======== TEXTO PARA LEITURA

Sapo de cimento na entrada do Estádio Vail Chaves do Mogi Mirim E.C, o Sapão da Mogiana - André Porto/UOL
Sapo de cimento na entrada do Estádio Vail Chaves do Mogi Mirim E.C, o Sapão da Mogiana
Imagem: André Porto/UOL

Luiz Augusto Símon

Colunista do UOL, em Mogi Mirim (SP)

11/03/2023 04h00

Quem visita o estádio Vail Chaves é recepcionado por um simpático sapo verde. De cimento, com 15 centímetros de altura, é uma referência ao apelido do Mogi Mirim E.C, o Sapão da Mogiana. Representaria melhor o atual momento do clube se estivesse em meio a um brejo. Ou, quem sabe, enterrado.

O Mogi, que sob o comando de Vadão foi o Carrossel Caipira e enfrentou grandes times, se prepara para jogar a Bezinha. É um modo carinhoso de tratar a quarta divisão do Campeonato Paulista. Vai enfrentar equipes tão modestas quanto ele mesmo, como São Carlos, São Carlense, XV de Jaú, União São João e Independente de Limeira.

E ainda joga com o sinal vermelho: no próximo ano, a Série B de São Paulo muda de formato. Hoje, são 36 times na disputa. Ano que vem, apenas 16. Quem não ficar no grupo dos primeiros, cai para uma nova quinta divisão.

Um destino desconhecido para um time que já foi grande.

O estádio de quatro nomes

O estádio tem placas proibindo a entrada nos banheiros, precisa de reparos e as cabines de imprensa estão interditadas. Mas ainda guarda beleza. Ninguém sabe até quando: é que o endereço está penhorado por dívidas. O clube pode perder seu controle a qualquer momento.

O próprio nome do estádio é um reflexo do cipoal de processos que atrapalha a subsistência do Mogi. Vail Chaves foi um empresário que ajudou na fundação do clube e, por isso, foi homenageado. Foi o primeiro nome.

Depois, nos anos 90, tempos áureos do clube, passou a ser chamado por sua segunda nomenclatura: Wilson de Barros, nome do então presidente (e responsável por levar o Mogi ao grupo dos grandes do futebol paulista).

Mas quando a mulher e a filha de Wilson foram sequestradas, ele prometeu mudar o nome do estádio para Papa João Paulo II. Pagou a promessa.

Quando Rivaldo, o melhor jogador do mundo em 1999, pentacampeão mundial com a seleção brasileira em 2002 e maior atleta revelado pelo Mogi Mirim, era presidente do clube, em 2011, resolveu homenagear seu pai, Romildo Vitor Gomes Ferreira, grande incentivador de sua carreira e que morreu atropelado, o estádio ganhou seu quarto nome.

================

**SEU OBJETIVO**
Transcreva sem nenhuma alteração o trecho do texto acima sobre o Mogi Mirim que vai de "O Mogi, que" até "nova quinta divisão.".

======== DADOS COLETADOS

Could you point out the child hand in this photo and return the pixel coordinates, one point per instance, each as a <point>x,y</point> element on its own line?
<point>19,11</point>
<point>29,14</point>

================

**SOLUÇÃO DETALHADA**
O Mogi, que sob o comando de Vadão foi o Carrossel Caipira e enfrentou grandes times, se prepara para jogar a Bezinha. É um modo carinhoso de tratar a quarta divisão do Campeonato Paulista. Vai enfrentar equipes tão modestas quanto ele mesmo, como São Carlos, São Carlense, XV de Jaú, União São João e Independente de Limeira.

E ainda joga com o sinal vermelho: no próximo ano, a Série B de São Paulo muda de formato. Hoje, são 36 times na disputa. Ano que vem, apenas 16. Quem não ficar no grupo dos primeiros, cai para uma nova quinta divisão.